Scully’s honey-soaked voice was an instrument, his pace varied, from 
rat-a-tat to complete silence, allowing the crowd and background noise 
to fill things in. He left the microphone for two minutes during the 
roar that followed Hank Aaron’s record-setting 715th home run in 1974.
For Kirk Gibson’s dramatic ninth-inning blow
 in Game 1 of the 1988 World Series that would propel the Dodgers to the
 title, Scully said: “She is gone! In a year that has been so 
improbable, the impossible has happened.”
“Mine, I guess, is no style at all. I’m just myself, coming to chat with the audience,” he once said.
When Bill Buckner of the Red Sox allowed a grounder to slip between his legs in Game 6 of the 1986 World Series, capping a crazy comeback by the New York Mets, Scully said:
“A little roller up along first … behind the bag … it gets through Buckner! Here comes [Ray] Knight, and the Mets win it!”
Another one of Scully’s more memorable calls came when he 
“time-stamped” Sandy Koufax’s fourth career no-hitter, this one a 
perfect game. “The time on the scoreboard is 9:44,” he told his radio 
listeners. “The date, September the 9th, 1965.”
He described the scene at Dodger Stadium: “There’s 29,000 people in the ballpark and a million butterflies.”
“More than a half-century later, it still raises goosebumps,” Bob Costas
 recalled in his Hall of Fame acceptance speech in July 2018. “The 
building of the drama and anticipation, the meticulous attention to 
detail, the keen eye of a reporter blended with the graceful rose of a 
poet. A perfect performance on the mound matched, and enhanced, by a 
perfect performance in the booth.”
Scully’s skill was particularly evident in the tedious games that 
invariably came up. His forte was his storytelling. He mixed in vivid 
and thoughtful digressions that kept fans glued to his words, as likely 
to embark on an architectural review of a ballpark, literary or 
historical references or other engaging info. He brought out the color 
and life of the game beyond the lines.
Away from the field, Scully was heard on TV shows like Mister Ed, Highway to Heaven, Brooklyn Bridge and The X-Files (Gillian Anderson’s character is named for him) and in the 1962 Glenn Ford film Experiment in Terror. He even hosted a game show (It Takes Two) and his own afternoon TV talk show.
His wife of 47 years, Sandi,
 died in January 2021. Survivors include his children, Kevin, Todd, 
Erin, Kelly and Catherine; 21 grandchildren; and six 
great-grandchildren.
“We have lost an icon,” Dodgers president & CEO Stan Kasten said in
 a statement. “The Dodgers’ Vin Scully was one of the greatest voices in
 all of sports. He was a giant of a man, not only as a broadcaster, but 
as a humanitarian. He loved people. He loved life. He loved baseball and
 the Dodgers. And he loved his family. His voice will always be heard 
and etched in all of our minds forever. I know he was looking forward to
 joining the love of his life, Sandi. Our thoughts and prayers go out to
 his family during this very difficult time. Vin will be truly missed.”

# Raw data:
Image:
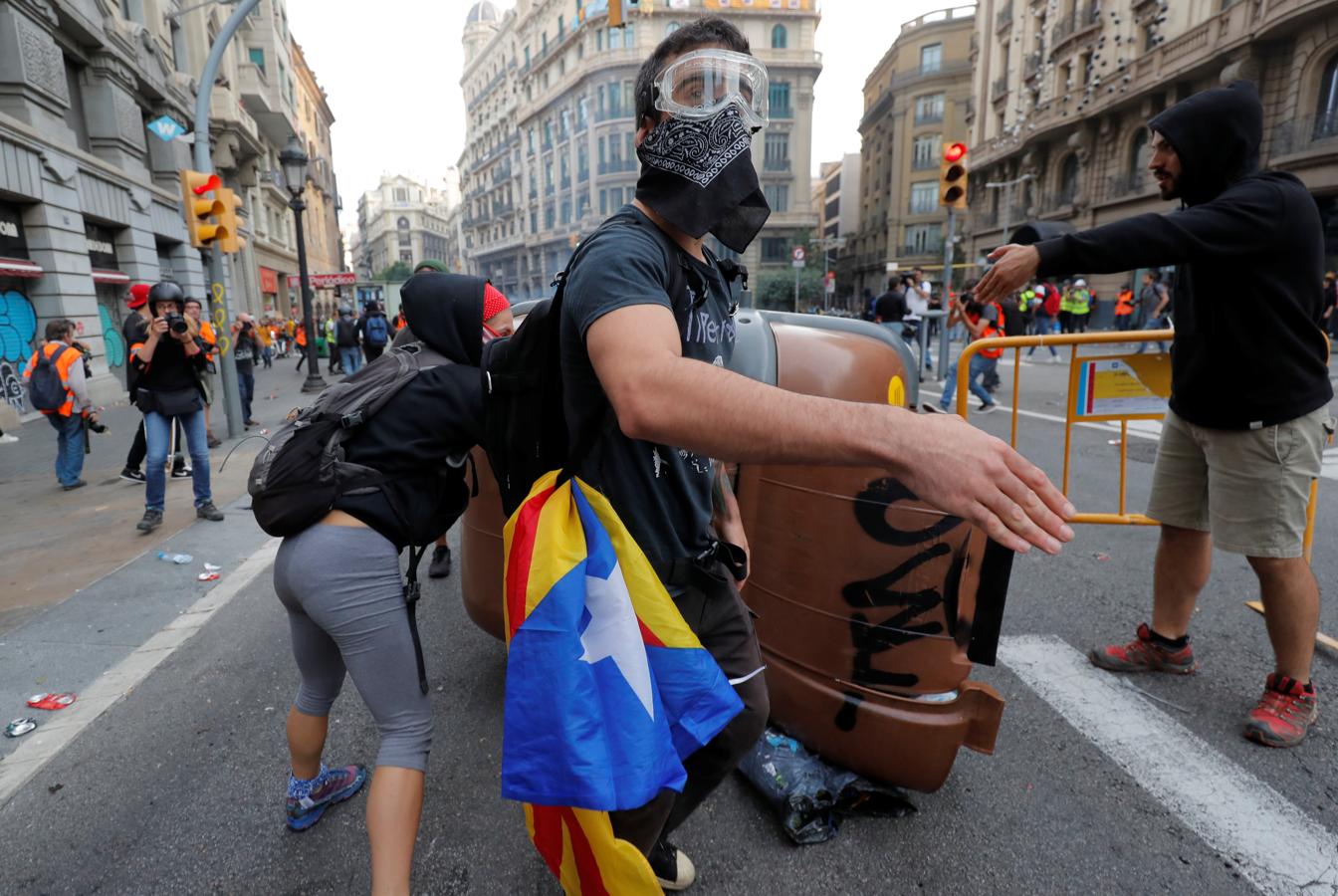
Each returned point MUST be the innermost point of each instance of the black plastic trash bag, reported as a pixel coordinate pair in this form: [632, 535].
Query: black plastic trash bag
[808, 794]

# Work to complete:
From the Vin Scully article, extract everything from "Away from the" down to "TV talk show.". The material plays no role here.

# The answer:
Away from the field, Scully was heard on TV shows like Mister Ed, Highway to Heaven, Brooklyn Bridge and The X-Files (Gillian Anderson’s character is named for him) and in the 1962 Glenn Ford film Experiment in Terror. He even hosted a game show (It Takes Two) and his own afternoon TV talk show.